▶ DOCUMENT SEGMENT
[Begin]

The 42mil has been received, apart from 3.7mil as updated in last fin report listed on their website www.nexbis.com.au . Peter Dykes can be contacted at their Sydney Office. However they do not have a direct Investor Relations person and the Directors do not wish to use their time on small investors.

I think that Peter Dykes as financial Controller\CO and another senior Director purchasing large 'On market' stakes in the company speaks volumes for their confidence in the future of the company. They have exciseable targets for Directors in 2010 between 75c to $1.50. A huge increase on the current price of 34c.

At a PE of less than 3 times current profit on current contracts it looks like a bargain. Naturally i agree that the company NEEDS a dedicated Investment Relations Officer and their mindset is currently to focus on sales, as opposed to investors.

They will pay a dividend of half their NAT from next year. Their revenues have increased 4-5 times from 2008 to 09. Due to primarily their Nexcode security solution for governments. In particular for Malay and Chinese governments. Nexcode being their primary revenue earner. Without the Nexcode solution (Government security, document ID, etc) and has just secured the sales with Malay and China. Yet their investment in the Nexcode solutions looks to have paid off bigtime. As this technology has already paid for itself 2 fold with what looks like a lot more opportunity for sales in the future.

In terms of bricks and mortar business you may drop into L40, 100 Miller St, Nth Sydney to view local operations. As an investor it looks to be a very undervalued stock. 

I hope they can be more transparent through an Investor Relations Officer in the future. Keep stock holders more up to date on contract sales and advancements. 

Even if they do not grow in sales from current levels (Which I doubt as they have only just got their foot in the door) they would be good value at anything below 10 times value for a small cap company. They are currently trading at under 3 times. More transparancy will accelerate this stock, even if no more sales were made from current levels. Combined with dividend payments may turbo boost this stock in my view.

[End]

▶ RECORD SET
[Begin]

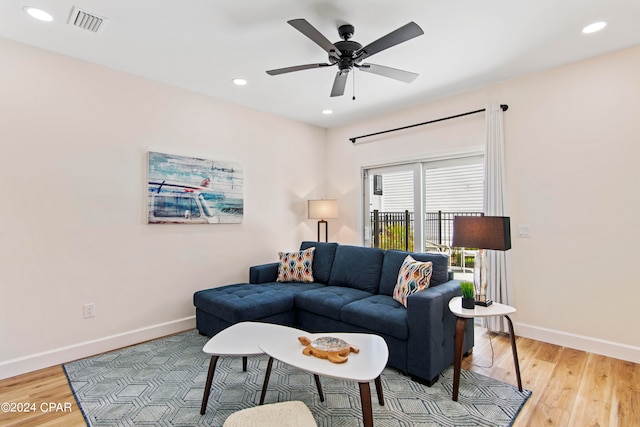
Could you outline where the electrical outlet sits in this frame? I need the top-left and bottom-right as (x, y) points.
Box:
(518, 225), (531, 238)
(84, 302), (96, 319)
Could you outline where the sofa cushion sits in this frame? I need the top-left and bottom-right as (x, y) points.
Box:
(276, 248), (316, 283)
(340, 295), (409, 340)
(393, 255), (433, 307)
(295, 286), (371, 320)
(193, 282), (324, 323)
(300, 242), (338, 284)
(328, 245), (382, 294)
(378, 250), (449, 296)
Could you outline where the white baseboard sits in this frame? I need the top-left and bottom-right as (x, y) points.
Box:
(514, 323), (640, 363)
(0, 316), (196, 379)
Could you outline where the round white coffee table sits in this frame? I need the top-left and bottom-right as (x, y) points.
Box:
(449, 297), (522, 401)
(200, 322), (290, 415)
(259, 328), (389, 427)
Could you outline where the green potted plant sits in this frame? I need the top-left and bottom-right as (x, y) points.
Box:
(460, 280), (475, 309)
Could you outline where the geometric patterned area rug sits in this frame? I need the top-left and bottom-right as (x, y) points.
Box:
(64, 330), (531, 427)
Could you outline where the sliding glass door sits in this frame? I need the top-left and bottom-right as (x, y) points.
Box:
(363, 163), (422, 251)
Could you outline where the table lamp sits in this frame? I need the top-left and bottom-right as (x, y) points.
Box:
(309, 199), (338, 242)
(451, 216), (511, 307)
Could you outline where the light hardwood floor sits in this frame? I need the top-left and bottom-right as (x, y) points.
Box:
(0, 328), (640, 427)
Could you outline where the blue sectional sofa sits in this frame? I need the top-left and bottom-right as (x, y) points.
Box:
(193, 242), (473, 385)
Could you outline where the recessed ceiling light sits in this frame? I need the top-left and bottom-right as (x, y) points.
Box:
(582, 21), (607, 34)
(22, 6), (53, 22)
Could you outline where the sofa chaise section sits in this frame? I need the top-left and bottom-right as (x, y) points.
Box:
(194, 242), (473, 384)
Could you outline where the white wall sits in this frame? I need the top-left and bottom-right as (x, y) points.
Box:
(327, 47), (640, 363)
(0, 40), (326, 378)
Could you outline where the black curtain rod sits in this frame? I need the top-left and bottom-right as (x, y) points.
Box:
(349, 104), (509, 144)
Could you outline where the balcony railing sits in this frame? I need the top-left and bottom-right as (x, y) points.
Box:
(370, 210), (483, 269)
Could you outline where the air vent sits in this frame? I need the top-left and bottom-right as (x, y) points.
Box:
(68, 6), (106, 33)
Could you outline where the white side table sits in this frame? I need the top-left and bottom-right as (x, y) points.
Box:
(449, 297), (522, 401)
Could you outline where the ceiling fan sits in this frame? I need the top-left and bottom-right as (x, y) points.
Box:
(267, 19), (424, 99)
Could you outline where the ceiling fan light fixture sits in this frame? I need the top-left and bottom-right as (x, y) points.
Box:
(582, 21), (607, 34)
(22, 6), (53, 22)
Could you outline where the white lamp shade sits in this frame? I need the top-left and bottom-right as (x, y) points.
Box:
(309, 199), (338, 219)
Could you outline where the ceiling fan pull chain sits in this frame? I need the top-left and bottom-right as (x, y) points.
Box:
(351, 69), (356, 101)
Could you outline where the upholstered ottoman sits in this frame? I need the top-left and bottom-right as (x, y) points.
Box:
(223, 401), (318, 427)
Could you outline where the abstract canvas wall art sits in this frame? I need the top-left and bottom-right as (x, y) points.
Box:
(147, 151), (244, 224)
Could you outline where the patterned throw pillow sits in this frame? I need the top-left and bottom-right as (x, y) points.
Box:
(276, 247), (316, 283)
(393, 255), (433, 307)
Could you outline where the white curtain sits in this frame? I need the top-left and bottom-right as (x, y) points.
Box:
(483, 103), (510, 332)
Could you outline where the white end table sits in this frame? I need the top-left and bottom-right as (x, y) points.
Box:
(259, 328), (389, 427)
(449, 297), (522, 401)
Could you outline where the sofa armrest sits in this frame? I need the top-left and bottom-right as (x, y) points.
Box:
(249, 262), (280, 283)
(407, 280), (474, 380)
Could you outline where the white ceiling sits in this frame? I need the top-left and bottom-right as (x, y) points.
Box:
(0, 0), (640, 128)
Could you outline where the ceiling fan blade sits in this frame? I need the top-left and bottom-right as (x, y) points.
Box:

[End]

▶ REQUESTS
A. In the forum post about Nexbis, what share price range does the 2010 exercisable target for Directors cover?
B. Copy out the passage of the Nexbis forum post that starts at "In terms of" and ends at "in my view.", swapping "Investor Relations Officer" for "Investor Relations Manager".

▶ SOLUTIONS PER TASK
A. Between 75c and $1.50.

B.
In terms of bricks and mortar business you may drop into L40, 100 Miller St, Nth Sydney to view local operations. As an investor it looks to be a very undervalued stock. 

I hope they can be more transparent through an Investor Relations Manager in the future. Keep stock holders more up to date on contract sales and advancements. 

Even if they do not grow in sales from current levels (Which I doubt as they have only just got their foot in the door) they would be good value at anything below 10 times value for a small cap company. They are currently trading at under 3 times. More transparancy will accelerate this stock, even if no more sales were made from current levels. Combined with dividend payments may turbo boost this stock in my view.